Data for this task:
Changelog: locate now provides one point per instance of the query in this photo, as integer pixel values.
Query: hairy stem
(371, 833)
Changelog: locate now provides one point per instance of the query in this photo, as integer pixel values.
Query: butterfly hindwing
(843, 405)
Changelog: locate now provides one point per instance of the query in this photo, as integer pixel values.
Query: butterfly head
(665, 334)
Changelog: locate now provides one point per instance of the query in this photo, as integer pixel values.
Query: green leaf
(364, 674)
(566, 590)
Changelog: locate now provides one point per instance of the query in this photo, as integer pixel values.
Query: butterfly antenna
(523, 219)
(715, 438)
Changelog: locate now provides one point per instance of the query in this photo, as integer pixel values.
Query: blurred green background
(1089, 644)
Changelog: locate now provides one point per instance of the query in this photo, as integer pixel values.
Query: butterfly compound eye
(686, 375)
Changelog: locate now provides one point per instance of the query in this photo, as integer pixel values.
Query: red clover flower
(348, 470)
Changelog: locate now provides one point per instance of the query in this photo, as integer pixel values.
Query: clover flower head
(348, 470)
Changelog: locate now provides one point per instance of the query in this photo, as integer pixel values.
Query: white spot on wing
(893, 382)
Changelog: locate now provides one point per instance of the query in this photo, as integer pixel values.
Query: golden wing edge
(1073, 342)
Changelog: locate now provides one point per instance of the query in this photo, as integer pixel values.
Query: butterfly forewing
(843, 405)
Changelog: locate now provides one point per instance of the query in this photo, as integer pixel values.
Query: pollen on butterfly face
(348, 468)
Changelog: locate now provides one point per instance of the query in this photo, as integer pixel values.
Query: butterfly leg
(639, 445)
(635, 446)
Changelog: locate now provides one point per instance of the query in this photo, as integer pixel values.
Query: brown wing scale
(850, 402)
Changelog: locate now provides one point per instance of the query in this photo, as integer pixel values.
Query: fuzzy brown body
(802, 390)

Work item: Set down all the entries again, word for word.

The answer:
Changelog: locate now provides one point per instance of the query in this photo, as integer pixel values.
Query: hairy stem
(371, 833)
Changelog: locate now provides one point per instance of the query in this photo, as integer pixel values.
Query: butterfly hindwing
(843, 405)
Changelog: locate now provides one point per instance of the query in this photo, as integer pixel values.
Query: butterfly head
(665, 334)
Changelog: locate now provides one point per instance of the query in this photo, as integer pixel values.
Query: green leaf
(364, 674)
(566, 590)
Changelog: locate now provides one point per instance of the query in this photo, as integer pixel values.
Query: butterfly antenna
(523, 219)
(715, 438)
Changelog: locate now provides one point per instance of the query in this photo, as integer pixel values.
Query: blurred green background
(1089, 644)
Changelog: locate now provides one point per instance of the query in this photo, as integer pixel values.
Query: butterfly compound eye
(686, 375)
Changelog: locate now provides one point per instance of the query in this photo, as integer pixel values.
Query: red clover flower
(348, 470)
Changelog: locate now provides one point per instance of the query in this photo, as integer pixel values.
Query: clover flower head
(348, 470)
Changelog: locate now provides one point per instance of the query in this photo, as integer pixel values.
Query: white spot on wing
(893, 382)
Changelog: locate now provides one point per instance of the query in this photo, as integer pixel values.
Query: golden wing edge
(1073, 342)
Changelog: locate now provides one point per instance of the query in this photo, as integer pixel values.
Query: butterfly forewing
(843, 405)
Changelog: locate now provides one point per instance of the query in this photo, as integer pixel values.
Query: pollen on butterfly face
(348, 468)
Changelog: locate now provides one point per instance of the query in this photo, as integer pixel values.
Query: butterfly leg
(639, 445)
(635, 446)
Changelog: locate now provides one point per instance of the query in this photo, as integer pixel values.
Query: brown wing scale
(850, 402)
Changelog: locate now provides one point per instance of the query in this photo, as integer pixel values.
Query: fuzzy brown body
(802, 390)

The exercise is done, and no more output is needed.